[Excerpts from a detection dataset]
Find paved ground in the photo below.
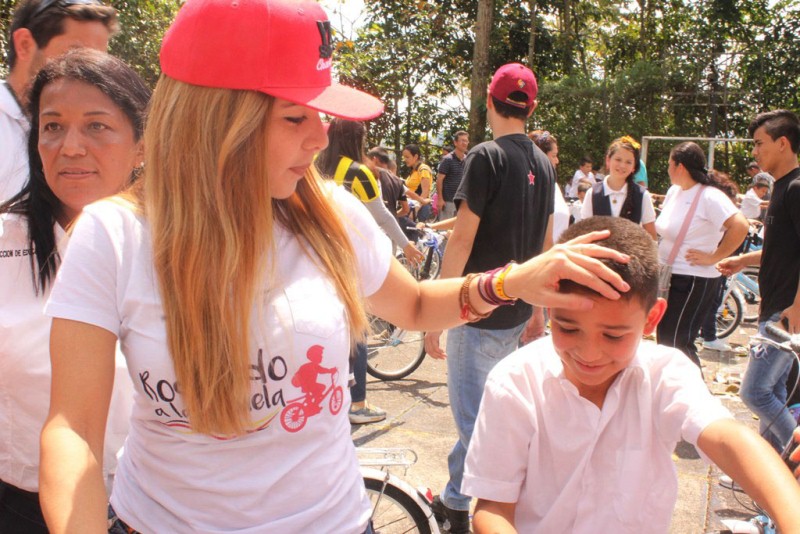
[353,312,757,534]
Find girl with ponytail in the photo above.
[581,135,656,239]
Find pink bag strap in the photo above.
[667,184,706,265]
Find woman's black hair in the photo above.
[669,141,728,195]
[315,118,367,177]
[0,48,150,294]
[608,135,641,222]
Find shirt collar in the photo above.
[603,176,628,196]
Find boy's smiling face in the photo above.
[550,296,666,407]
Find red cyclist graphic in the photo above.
[281,345,344,432]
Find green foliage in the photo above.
[0,0,180,85]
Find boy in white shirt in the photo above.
[462,217,800,534]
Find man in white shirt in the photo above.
[0,0,117,202]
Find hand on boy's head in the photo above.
[506,231,630,309]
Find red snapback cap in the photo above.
[161,0,383,120]
[489,63,539,108]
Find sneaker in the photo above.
[431,495,469,534]
[703,339,733,352]
[349,404,386,425]
[719,475,744,493]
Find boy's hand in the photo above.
[505,230,630,310]
[789,427,800,482]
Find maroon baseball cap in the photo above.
[489,63,539,108]
[161,0,383,120]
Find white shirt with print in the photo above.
[47,188,392,534]
[0,214,133,492]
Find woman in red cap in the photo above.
[41,0,627,533]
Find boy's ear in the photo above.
[644,298,667,336]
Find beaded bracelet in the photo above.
[459,273,494,323]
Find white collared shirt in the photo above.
[581,176,656,224]
[0,81,30,202]
[461,337,731,534]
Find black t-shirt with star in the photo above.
[758,168,800,321]
[454,134,555,330]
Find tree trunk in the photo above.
[528,0,539,72]
[469,0,494,144]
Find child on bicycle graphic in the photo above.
[292,345,336,415]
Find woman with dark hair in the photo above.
[581,135,657,239]
[403,144,433,222]
[0,49,150,533]
[40,0,627,534]
[656,142,748,367]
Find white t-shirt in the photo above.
[553,184,569,244]
[461,338,731,534]
[0,214,133,492]
[656,184,738,278]
[581,176,656,224]
[0,82,30,203]
[47,188,392,534]
[739,187,761,219]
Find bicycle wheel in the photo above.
[364,478,431,534]
[742,267,761,323]
[717,291,744,339]
[367,317,425,381]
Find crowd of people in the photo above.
[0,0,800,534]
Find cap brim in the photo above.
[261,83,383,121]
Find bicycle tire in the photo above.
[364,478,431,534]
[367,317,425,382]
[716,291,744,339]
[742,267,761,323]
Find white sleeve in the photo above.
[45,206,120,336]
[701,186,739,230]
[333,187,393,297]
[641,191,656,224]
[651,352,732,461]
[461,373,535,503]
[581,188,594,220]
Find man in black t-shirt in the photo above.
[719,110,800,450]
[425,63,555,533]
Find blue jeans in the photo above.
[441,323,525,510]
[350,343,367,402]
[739,313,797,452]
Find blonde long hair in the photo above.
[138,75,367,434]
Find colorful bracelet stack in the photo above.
[459,261,517,323]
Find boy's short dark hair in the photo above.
[8,0,119,69]
[489,96,531,121]
[367,146,392,165]
[747,109,800,154]
[558,216,660,311]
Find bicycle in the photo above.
[721,323,800,534]
[356,447,439,534]
[367,228,447,381]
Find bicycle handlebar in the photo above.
[765,322,800,354]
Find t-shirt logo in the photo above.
[281,345,344,432]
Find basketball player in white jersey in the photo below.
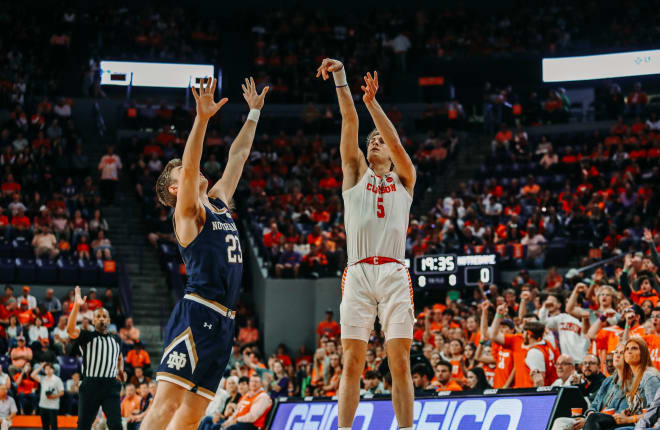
[316,58,416,430]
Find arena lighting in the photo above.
[101,60,214,88]
[542,49,660,82]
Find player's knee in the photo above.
[152,397,181,418]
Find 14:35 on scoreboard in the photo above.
[411,254,497,288]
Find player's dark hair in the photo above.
[523,321,545,339]
[435,360,452,372]
[156,158,182,208]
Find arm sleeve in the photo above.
[236,393,273,423]
[525,348,545,372]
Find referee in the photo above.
[66,287,124,430]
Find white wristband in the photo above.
[248,109,261,122]
[332,65,348,88]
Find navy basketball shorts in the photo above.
[156,294,235,400]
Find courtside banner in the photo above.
[269,393,557,430]
[541,49,660,82]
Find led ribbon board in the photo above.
[542,49,660,82]
[101,61,214,88]
[270,395,557,430]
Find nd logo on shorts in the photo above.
[159,327,197,376]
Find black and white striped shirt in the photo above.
[74,330,121,378]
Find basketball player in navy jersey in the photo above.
[141,78,268,430]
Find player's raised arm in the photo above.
[209,77,269,205]
[316,58,367,190]
[174,78,227,223]
[362,72,417,195]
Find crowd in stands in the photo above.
[434,114,660,267]
[208,232,660,430]
[0,98,113,266]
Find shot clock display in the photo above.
[412,254,497,288]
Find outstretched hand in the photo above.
[316,58,344,81]
[190,78,229,119]
[644,228,654,244]
[360,72,378,103]
[241,76,270,110]
[74,285,87,306]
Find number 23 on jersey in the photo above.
[225,234,243,263]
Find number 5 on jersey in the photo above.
[225,234,243,263]
[376,196,385,218]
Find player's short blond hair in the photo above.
[367,128,380,146]
[156,158,182,208]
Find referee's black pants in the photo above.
[78,378,121,430]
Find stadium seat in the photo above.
[16,258,37,284]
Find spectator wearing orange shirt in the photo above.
[9,336,32,380]
[307,224,323,246]
[16,299,34,326]
[11,208,30,238]
[121,384,142,421]
[238,318,259,347]
[316,309,341,345]
[521,175,541,197]
[492,122,513,152]
[264,223,283,249]
[433,360,463,391]
[126,342,151,375]
[119,317,140,345]
[87,288,103,312]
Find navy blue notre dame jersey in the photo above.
[157,198,243,400]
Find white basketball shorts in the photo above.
[339,263,415,342]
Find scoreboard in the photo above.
[409,254,497,288]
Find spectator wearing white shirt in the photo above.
[21,285,37,309]
[53,315,69,354]
[551,354,582,387]
[0,385,18,430]
[520,226,547,269]
[28,318,48,342]
[536,294,589,363]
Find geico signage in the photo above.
[270,395,556,430]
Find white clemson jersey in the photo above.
[342,168,412,265]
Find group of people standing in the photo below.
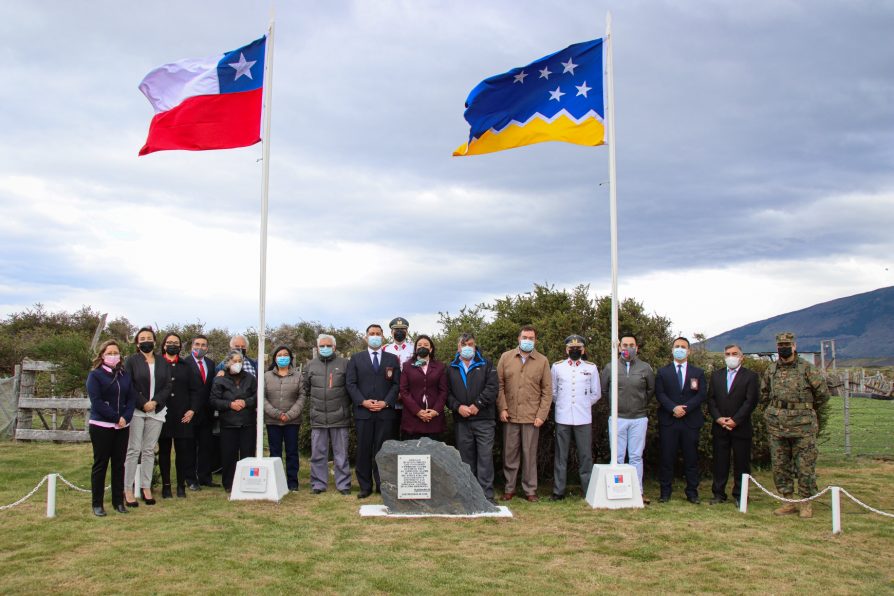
[87,317,828,516]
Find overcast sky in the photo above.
[0,0,894,342]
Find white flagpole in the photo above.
[255,18,273,458]
[605,12,620,465]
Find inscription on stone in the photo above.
[397,455,431,499]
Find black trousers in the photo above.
[355,416,395,492]
[711,430,751,501]
[220,426,255,492]
[193,419,220,484]
[158,437,198,486]
[88,424,130,507]
[658,424,698,497]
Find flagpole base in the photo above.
[230,457,289,501]
[587,464,643,509]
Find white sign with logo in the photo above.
[397,455,431,499]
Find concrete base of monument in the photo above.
[360,505,512,518]
[587,464,643,509]
[230,457,289,501]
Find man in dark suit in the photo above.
[708,344,760,505]
[345,324,400,499]
[183,335,220,490]
[655,337,707,505]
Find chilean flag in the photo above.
[140,36,267,155]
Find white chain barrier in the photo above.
[739,474,894,534]
[0,473,112,517]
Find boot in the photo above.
[773,493,798,515]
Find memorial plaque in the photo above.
[241,467,267,493]
[397,455,431,499]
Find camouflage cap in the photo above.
[565,335,586,348]
[776,331,795,344]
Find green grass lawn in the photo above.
[0,402,894,594]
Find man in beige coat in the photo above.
[497,325,553,502]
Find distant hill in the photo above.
[706,286,894,366]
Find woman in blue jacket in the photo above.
[87,339,136,517]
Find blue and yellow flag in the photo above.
[453,39,605,155]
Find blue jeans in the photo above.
[267,424,298,490]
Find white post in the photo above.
[47,474,56,517]
[832,486,841,534]
[605,13,623,465]
[255,19,273,457]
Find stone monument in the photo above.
[376,437,500,515]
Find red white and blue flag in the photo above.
[140,36,267,155]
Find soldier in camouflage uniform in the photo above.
[761,331,829,519]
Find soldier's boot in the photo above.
[773,493,798,515]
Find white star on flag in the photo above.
[561,58,577,74]
[228,52,257,81]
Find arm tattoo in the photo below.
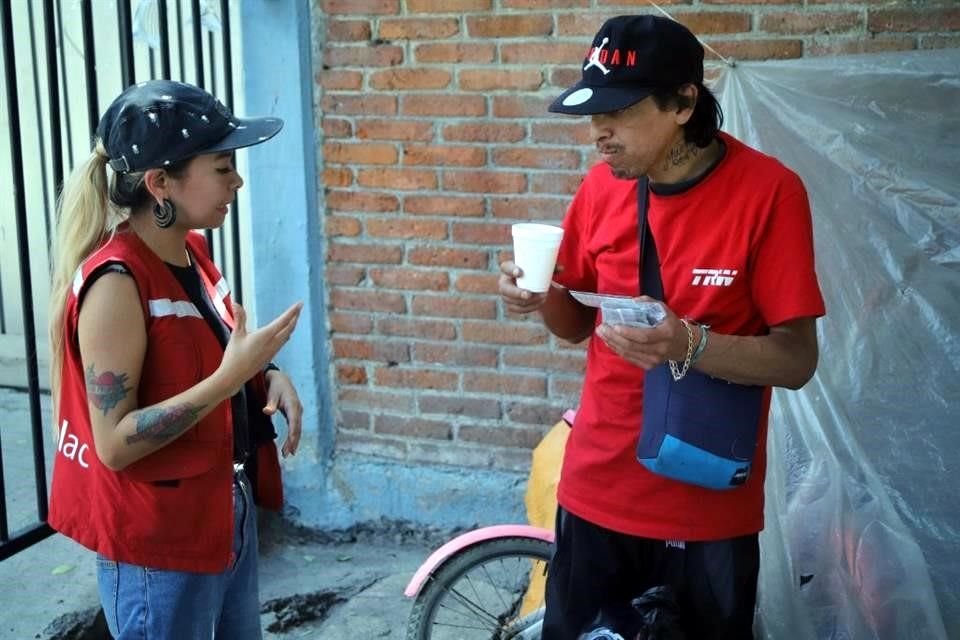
[86,364,130,415]
[127,402,206,444]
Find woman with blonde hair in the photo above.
[49,80,302,640]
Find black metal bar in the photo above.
[80,0,100,140]
[158,0,171,80]
[54,0,74,168]
[0,3,47,539]
[43,0,69,224]
[220,0,243,304]
[117,0,136,89]
[0,524,56,560]
[27,2,53,269]
[190,0,205,88]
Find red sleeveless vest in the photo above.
[49,224,282,573]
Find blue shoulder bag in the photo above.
[637,177,764,489]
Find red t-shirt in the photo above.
[556,134,824,540]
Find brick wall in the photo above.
[314,0,960,469]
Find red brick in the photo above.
[370,267,450,291]
[454,273,500,294]
[493,96,556,118]
[443,122,526,142]
[413,42,497,64]
[316,69,363,91]
[330,289,407,313]
[463,371,547,396]
[337,364,367,384]
[323,167,353,187]
[411,295,497,320]
[493,147,580,169]
[321,93,397,116]
[370,67,453,91]
[867,8,960,32]
[530,118,593,146]
[503,349,586,374]
[457,425,543,449]
[403,144,487,167]
[450,222,512,246]
[413,342,499,368]
[333,337,410,364]
[327,20,372,42]
[357,119,433,140]
[710,40,803,60]
[530,171,584,195]
[407,0,493,13]
[467,14,553,38]
[337,388,413,412]
[507,400,570,428]
[401,93,487,118]
[463,321,549,345]
[443,170,527,193]
[457,69,543,91]
[373,415,453,440]
[327,242,403,264]
[501,0,590,9]
[403,195,486,217]
[323,265,366,287]
[379,18,460,40]
[374,367,459,391]
[760,11,861,34]
[804,35,917,57]
[550,376,583,398]
[490,197,568,223]
[367,218,447,240]
[330,311,373,334]
[326,190,400,213]
[500,42,584,65]
[323,0,400,15]
[357,169,437,191]
[323,118,353,138]
[337,431,404,459]
[407,247,490,269]
[674,11,750,36]
[323,142,400,164]
[323,216,363,238]
[337,409,370,431]
[323,44,403,68]
[417,395,502,420]
[377,317,457,340]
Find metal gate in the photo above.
[0,0,244,560]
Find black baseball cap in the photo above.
[97,80,283,173]
[550,15,703,115]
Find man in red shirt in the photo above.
[499,16,824,640]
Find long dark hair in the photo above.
[652,82,723,148]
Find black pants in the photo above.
[542,508,760,640]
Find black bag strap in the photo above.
[637,176,663,300]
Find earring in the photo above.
[153,198,177,229]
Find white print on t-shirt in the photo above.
[690,269,737,287]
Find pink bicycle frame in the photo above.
[403,524,553,598]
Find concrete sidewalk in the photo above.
[0,518,454,640]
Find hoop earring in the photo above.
[153,198,177,229]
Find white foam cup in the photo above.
[512,222,563,293]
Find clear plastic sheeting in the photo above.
[716,50,960,640]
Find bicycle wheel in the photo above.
[407,538,552,640]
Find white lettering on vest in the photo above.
[57,419,90,469]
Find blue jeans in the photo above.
[97,472,262,640]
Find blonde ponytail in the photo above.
[49,141,119,416]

## What you should do
Format the rows above as a numbered list, from the line containing "Find red white" through the line containing "[556,134,824,540]", with blank lines dropped. Leave the pictures out of the list.

## Task solution
1. Find red white and blue flag in the photo above.
2. [140,36,267,155]
3. Find soldier in camouflage uniform in the photo above.
4. [761,331,829,519]
5. Find soldier's boot in the photo above.
6. [773,493,798,515]
7. Find white star on flag in the photo above.
8. [561,58,577,74]
9. [228,52,257,81]
10. Find arm tattoo in the photo below.
11. [86,364,130,415]
12. [127,402,206,444]
13. Find woman with blonde hair in the photo above.
14. [49,80,302,640]
15. Find black metal bar in the photo above.
16. [80,0,100,140]
17. [158,0,171,80]
18. [54,0,74,168]
19. [0,3,47,539]
20. [43,0,69,224]
21. [220,0,243,304]
22. [117,0,136,89]
23. [0,524,56,560]
24. [27,2,53,269]
25. [190,0,205,88]
26. Find red sleeveless vest in the photo above.
27. [49,224,282,573]
28. Find blue shoulder bag in the photo above.
29. [637,177,764,489]
30. Find red t-shirt in the photo above.
31. [556,134,824,540]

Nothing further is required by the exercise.